* Goal of the exercise *
Retype all the entries word for word, but omit the pictures.

==== Extracted records ====

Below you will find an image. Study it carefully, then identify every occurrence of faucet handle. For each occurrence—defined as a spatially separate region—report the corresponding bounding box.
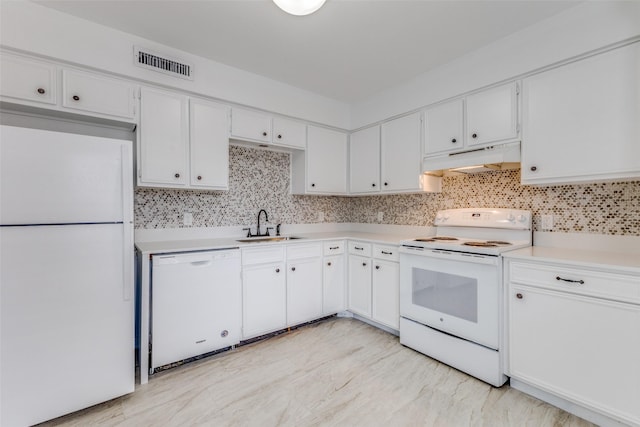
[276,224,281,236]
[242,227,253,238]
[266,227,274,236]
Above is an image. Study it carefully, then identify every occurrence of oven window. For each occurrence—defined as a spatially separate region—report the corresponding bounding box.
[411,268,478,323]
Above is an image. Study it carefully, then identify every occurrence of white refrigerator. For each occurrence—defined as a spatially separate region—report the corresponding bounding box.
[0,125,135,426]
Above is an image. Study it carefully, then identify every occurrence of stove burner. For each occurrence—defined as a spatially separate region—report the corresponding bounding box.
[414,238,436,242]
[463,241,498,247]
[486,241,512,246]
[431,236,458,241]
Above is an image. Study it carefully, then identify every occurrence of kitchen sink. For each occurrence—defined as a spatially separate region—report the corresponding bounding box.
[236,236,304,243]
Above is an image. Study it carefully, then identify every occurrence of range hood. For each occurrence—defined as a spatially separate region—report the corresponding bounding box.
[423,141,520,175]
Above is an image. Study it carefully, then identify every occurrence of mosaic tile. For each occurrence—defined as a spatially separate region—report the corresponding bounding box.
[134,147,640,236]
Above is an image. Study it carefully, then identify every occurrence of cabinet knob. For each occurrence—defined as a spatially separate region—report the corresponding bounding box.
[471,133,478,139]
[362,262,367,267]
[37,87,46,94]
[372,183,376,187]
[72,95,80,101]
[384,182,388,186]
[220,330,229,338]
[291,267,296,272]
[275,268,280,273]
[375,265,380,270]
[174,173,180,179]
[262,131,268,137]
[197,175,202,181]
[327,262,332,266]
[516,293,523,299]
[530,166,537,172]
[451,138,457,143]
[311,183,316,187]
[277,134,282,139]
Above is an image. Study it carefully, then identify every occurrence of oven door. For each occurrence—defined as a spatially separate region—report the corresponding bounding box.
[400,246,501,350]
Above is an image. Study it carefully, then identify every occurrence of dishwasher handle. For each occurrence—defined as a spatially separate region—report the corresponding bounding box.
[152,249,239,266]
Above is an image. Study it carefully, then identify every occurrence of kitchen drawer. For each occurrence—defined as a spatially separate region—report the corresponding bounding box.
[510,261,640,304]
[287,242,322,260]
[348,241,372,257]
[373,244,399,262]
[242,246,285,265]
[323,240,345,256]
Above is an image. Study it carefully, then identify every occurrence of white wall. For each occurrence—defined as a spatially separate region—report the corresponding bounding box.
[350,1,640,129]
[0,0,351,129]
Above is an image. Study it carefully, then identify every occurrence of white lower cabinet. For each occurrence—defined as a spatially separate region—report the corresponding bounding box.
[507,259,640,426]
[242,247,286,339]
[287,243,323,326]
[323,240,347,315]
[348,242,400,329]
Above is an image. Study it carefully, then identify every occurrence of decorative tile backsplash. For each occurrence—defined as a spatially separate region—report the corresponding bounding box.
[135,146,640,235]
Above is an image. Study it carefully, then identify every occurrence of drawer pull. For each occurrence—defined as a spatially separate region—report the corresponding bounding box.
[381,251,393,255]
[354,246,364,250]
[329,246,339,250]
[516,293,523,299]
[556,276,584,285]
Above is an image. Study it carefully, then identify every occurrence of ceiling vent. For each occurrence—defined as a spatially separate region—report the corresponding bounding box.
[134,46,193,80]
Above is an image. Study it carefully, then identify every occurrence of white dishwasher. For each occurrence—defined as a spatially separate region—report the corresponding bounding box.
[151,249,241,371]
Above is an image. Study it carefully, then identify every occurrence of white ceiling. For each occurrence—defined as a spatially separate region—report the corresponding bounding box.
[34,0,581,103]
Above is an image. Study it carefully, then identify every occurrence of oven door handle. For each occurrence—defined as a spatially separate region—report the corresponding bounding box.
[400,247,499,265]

====

* Answer box *
Below you will find an image. Study it carefully, then identify every occurrence of faucet handle. For each occurrence—defined as a spatially separate region—report the corresponding bounding box.
[276,224,281,236]
[242,227,253,238]
[266,227,274,236]
Above is an image. Study it carefully, then identify every occurrence of oven window. For each occurrence—defined as a spatially separate region—report the corresponding bounding box.
[411,268,478,323]
Above is an image. Study it carefully, then identify every occurrence of white refrigerator. For each occurrence—defined as a spatially separate region—report the corresponding bounding box.
[0,125,135,426]
Above is an image. Study it carefully, then identify every occurrence of stove burner. For each occurrence—defined as a spatially separate region—report the corresponding bounding box.
[414,238,436,242]
[463,241,498,247]
[486,241,512,246]
[431,236,458,241]
Above is an image. Study it carefully, then identify every occurrence of kitchen sink. For each occurrence—defined as a spatially separate region—report the corresponding bounding box.
[236,236,304,243]
Above is an image. Study it carefully, then identify every occurrence of range hood. For each occurrence—defined as a spatially separate region—report the corresponding bounding box.
[423,141,520,175]
Above is an image. Study it carefully, then identify every occurrence of mosaic tile. For each occurrence—defined as a spatially separate region—report the corresponding bounding box.
[134,147,640,236]
Above is an image. Study it carefully, then identify every occurrence of cabinet knob. For each occurrence—defined as a spatially separate region—report the corresponding bounding box.
[471,133,478,139]
[362,262,367,267]
[37,87,46,94]
[372,183,376,187]
[72,95,80,101]
[384,182,388,186]
[220,330,229,338]
[291,267,296,272]
[275,268,280,273]
[375,265,380,270]
[174,173,180,179]
[262,131,268,137]
[197,175,202,181]
[327,262,332,266]
[516,293,523,299]
[530,166,537,172]
[451,138,457,143]
[311,183,316,187]
[277,134,282,139]
Above is an image. Study it carefully, then identify every occurrence of oven door. For each occurrence—defined as a spatially separate region—report the corresponding bounding box.
[400,246,501,350]
Above is an image. Study it carefully, then identify every occurrence of dishwasher handle. For each occurrence—defined as a spatially separate region—report the corresponding bounding box.
[152,249,239,266]
Above is an image. Study it carefully, then identify every occurrence of kitchen drawer. For each occurrence—defined as a spatially separate region—report the corresponding bounding box.
[510,261,640,304]
[287,242,322,260]
[348,241,372,257]
[373,244,399,262]
[242,246,285,265]
[323,240,345,256]
Above is an image. Study it carefully, then identify every occurrence of white wall. For each occurrence—defined as a spatially separate region—report the corresponding bounding box.
[350,1,640,129]
[0,0,351,129]
Above is an image. Study it carefully, then identify every occurrence of white lower cabinet. For each occurrence—defined as a spatially separate region—report the corresponding bounding box.
[507,259,640,426]
[242,247,286,339]
[287,243,323,326]
[323,240,347,315]
[348,242,400,329]
Above is an image. Study it carefully, then identify every occurrence of decorative tile backsplash. For each occurrence—defined as a spatially separate region—report the corresponding bounding box.
[135,146,640,235]
Above is an image. Study it carefully, then identify every occurrence of drawer pull. For each occurrence—defined as a spatially separate region—report the corresponding bounding box.
[381,251,393,255]
[354,246,364,250]
[329,246,339,250]
[516,293,523,299]
[556,276,584,285]
Above is an image. Study it carefully, then identify every occurrence of ceiling vent. For each occurrence—defined as a spatially separate region—report the corresponding bounding box.
[134,46,193,80]
Above is an image. Study it carefully, then identify every occurrence of white dishwasher. For each occurrence—defined as a spatially separate region—report the corresponding bounding box.
[151,249,241,371]
Above is an image. Study it carefully, then identify every occurrence of white ceiling. For each occurrence—defined as a spatially separate region—report the corresponding bounding box.
[34,0,581,103]
Above is an image. Study it carefully, then identify every occurrence of oven door handle. For each occurrence—defined as a spatially separate region—report the corresponding bounding box.
[400,247,499,265]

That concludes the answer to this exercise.